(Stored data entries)
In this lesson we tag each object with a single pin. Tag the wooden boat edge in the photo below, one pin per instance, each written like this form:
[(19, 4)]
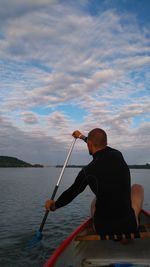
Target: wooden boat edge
[(52, 260)]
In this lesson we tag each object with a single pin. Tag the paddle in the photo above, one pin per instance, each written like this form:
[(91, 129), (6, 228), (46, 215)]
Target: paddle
[(38, 235)]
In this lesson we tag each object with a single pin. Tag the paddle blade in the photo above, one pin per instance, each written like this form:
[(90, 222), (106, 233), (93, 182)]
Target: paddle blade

## YOUR ASSIGNMENT
With the pictures removed, the entries above should be transcribed exactly.

## WRITTEN RESPONSE
In this lesson we tag each object with a single pin. Tag the wooden boat edge in the photo below, one pin per instance, each written like this form:
[(19, 4)]
Target: wooden boat edge
[(52, 260)]
In this lesson we tag each object with a single pin. Tag the paddle in the photo above, one pin per instance, each written like this form:
[(91, 129), (6, 228), (46, 215)]
Target: paddle
[(38, 235)]
In this lesson we tag each object with a single pin. Tag the paddle blade in the photo above, one pin per instance, each written like this form:
[(90, 222), (106, 233), (93, 182)]
Target: paddle blade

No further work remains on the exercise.